Given problem 1 →
In the biography of Franklin García Fermín, what event does the text give as the basis for his rectorship of the Universidad Autónoma de Santo Domingo beginning in 2008? Answer in one to three sentences.
Given problem 2 →
Resume the biography of Franklin García Fermín immediately after its final sentence, about his current post as Minister of Higher Education.

Selected excerpt →
● ● ●
Franklin García Fermín (San Francisco de Macorís, 17 January 1957) is a Dominican jurist and professor from the Universidad Autónoma de Santo Domingo, and its Rector for 2008-2011 period.

Biography
He was born in San Francisco de Macorís. His grandfather was General Santo García, well-known patriot and former Civil Governor of Santiago de los Caballeros. His father, Marco Tulio García, was a judge and public prosecutor for more than 35 years.

In 1976, entry to the UASD to the law school. He has graduate degrees in Civil Rights and Political Science as well a diploma in International Relations and Diplomacy.

He began his career as a teaching in 1984 as professor deputy and a year later became a professor of the law school. In 1987 he was elected president of the Juridical and Politics Sciences Faculty Assembly, and in 1992 president of the Colegio de Abogados de la República Dominicana.

In 2001 he received the title of Investigator of the Universidad del País Vasco, and in 2003 that of Doctor.

On 22 February 2008 he was elected Rector of UASD.

He currently serves as the Minister of Higher Education for the Dominican Republic.
● ● ●
Dataset excerpts →
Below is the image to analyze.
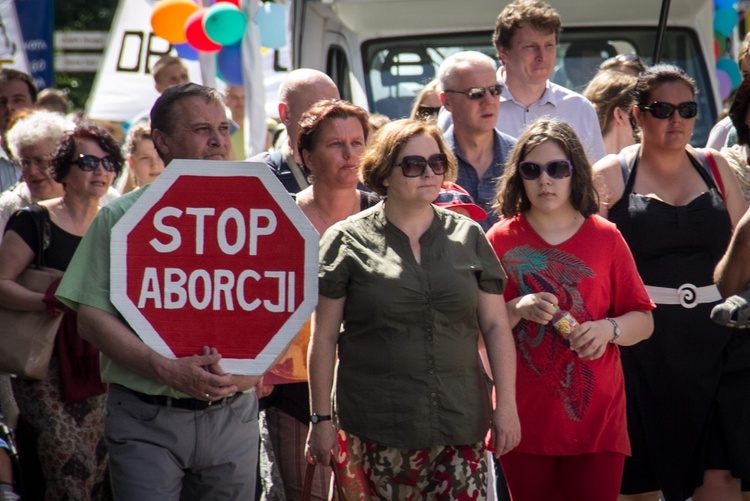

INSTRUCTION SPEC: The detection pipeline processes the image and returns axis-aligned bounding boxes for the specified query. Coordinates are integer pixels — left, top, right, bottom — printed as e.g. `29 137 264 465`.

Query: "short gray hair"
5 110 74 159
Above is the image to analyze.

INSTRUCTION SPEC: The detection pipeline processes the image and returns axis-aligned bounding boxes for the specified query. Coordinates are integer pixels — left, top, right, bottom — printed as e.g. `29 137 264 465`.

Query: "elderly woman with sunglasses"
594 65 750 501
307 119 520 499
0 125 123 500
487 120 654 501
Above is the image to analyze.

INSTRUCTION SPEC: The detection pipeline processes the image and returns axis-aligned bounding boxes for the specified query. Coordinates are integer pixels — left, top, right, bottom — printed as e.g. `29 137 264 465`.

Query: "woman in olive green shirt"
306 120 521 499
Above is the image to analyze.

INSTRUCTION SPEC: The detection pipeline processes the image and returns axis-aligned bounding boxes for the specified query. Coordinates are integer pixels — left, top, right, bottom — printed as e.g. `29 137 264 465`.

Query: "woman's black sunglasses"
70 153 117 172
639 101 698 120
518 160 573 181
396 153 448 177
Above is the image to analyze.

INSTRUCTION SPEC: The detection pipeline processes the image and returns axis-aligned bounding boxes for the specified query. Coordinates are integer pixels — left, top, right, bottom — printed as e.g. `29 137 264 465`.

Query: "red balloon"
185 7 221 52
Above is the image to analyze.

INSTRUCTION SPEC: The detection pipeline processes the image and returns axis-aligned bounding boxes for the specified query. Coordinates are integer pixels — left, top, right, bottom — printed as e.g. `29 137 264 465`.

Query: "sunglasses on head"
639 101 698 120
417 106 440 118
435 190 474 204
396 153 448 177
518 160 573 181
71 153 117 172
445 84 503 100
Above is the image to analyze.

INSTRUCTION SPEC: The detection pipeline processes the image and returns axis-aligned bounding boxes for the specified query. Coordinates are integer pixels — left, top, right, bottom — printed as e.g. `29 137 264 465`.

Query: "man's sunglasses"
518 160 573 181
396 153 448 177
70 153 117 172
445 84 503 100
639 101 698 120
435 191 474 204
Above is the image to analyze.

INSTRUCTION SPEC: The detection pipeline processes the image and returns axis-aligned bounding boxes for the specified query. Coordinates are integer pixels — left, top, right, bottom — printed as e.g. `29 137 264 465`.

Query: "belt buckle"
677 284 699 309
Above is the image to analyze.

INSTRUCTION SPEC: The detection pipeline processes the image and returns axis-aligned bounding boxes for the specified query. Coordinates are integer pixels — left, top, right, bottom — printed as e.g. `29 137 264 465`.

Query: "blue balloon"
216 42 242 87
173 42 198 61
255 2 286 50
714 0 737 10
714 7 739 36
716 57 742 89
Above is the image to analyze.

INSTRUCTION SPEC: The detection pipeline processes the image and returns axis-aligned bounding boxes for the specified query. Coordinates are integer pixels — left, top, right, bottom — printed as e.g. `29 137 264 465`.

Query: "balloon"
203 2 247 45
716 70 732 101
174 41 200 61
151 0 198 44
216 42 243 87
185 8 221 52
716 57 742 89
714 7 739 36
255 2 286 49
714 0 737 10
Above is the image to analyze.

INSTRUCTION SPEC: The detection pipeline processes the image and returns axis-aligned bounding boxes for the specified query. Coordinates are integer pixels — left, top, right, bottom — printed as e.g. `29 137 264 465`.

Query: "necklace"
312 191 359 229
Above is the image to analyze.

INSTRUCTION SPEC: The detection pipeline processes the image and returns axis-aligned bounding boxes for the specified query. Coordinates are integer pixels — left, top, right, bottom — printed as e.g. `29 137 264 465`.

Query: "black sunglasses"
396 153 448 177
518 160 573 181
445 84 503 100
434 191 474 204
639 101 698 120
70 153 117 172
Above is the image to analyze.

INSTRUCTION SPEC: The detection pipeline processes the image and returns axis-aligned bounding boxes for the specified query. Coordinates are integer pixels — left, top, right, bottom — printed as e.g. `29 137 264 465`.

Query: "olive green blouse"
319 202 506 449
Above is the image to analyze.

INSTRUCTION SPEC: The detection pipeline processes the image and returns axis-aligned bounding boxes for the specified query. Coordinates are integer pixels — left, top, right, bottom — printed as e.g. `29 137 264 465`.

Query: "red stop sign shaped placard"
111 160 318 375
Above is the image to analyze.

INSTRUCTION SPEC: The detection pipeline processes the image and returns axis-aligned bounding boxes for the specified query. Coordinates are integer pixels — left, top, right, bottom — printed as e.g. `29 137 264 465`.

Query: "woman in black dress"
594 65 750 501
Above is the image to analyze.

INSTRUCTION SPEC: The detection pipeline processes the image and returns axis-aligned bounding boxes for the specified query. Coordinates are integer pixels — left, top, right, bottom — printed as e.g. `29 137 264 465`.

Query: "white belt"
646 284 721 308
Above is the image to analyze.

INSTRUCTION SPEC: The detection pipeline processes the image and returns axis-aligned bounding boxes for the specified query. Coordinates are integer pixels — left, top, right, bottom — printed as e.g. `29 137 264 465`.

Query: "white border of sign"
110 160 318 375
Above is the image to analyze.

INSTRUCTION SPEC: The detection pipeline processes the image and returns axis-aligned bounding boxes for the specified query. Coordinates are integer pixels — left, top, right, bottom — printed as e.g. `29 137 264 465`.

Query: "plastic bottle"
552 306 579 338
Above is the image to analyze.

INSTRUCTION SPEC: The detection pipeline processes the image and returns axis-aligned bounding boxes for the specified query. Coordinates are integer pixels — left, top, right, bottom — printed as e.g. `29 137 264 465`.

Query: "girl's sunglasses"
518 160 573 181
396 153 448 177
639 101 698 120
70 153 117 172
● ● ●
Expected output 1 →
His rectorship began because he was elected Rector of UASD on 22 February 2008. That election opens the 2008–2011 period the biography gives for his time as Rector.

Expected output 2 →
Honours and awards
 Amín Abel Hasbún Student Award (Student merit award from UASD) Dominican Republic
 Andrés Bello Order, first class (Venezuela)
 Fray Antón de Montesino Juridical Merit National Grand Prize
 Guest Professor of the Paris University. France.
 Teach of the Universidad Nacional San Antonio Abad del Cusco

Author
García Fermín has written a number of books:

 Introducción al Estudio del Derecho (coauthor with Dr. Rosalía Sosa Pérez) (c1996)
 Evaluación del Poder Judicial y Propuesta para su Transformación
 Introducción al Derecho Privado
 Código del Menor y Recopilación de leyes que lo amplían y lo modifica
 Los Procesos Penales en Estados Unidos.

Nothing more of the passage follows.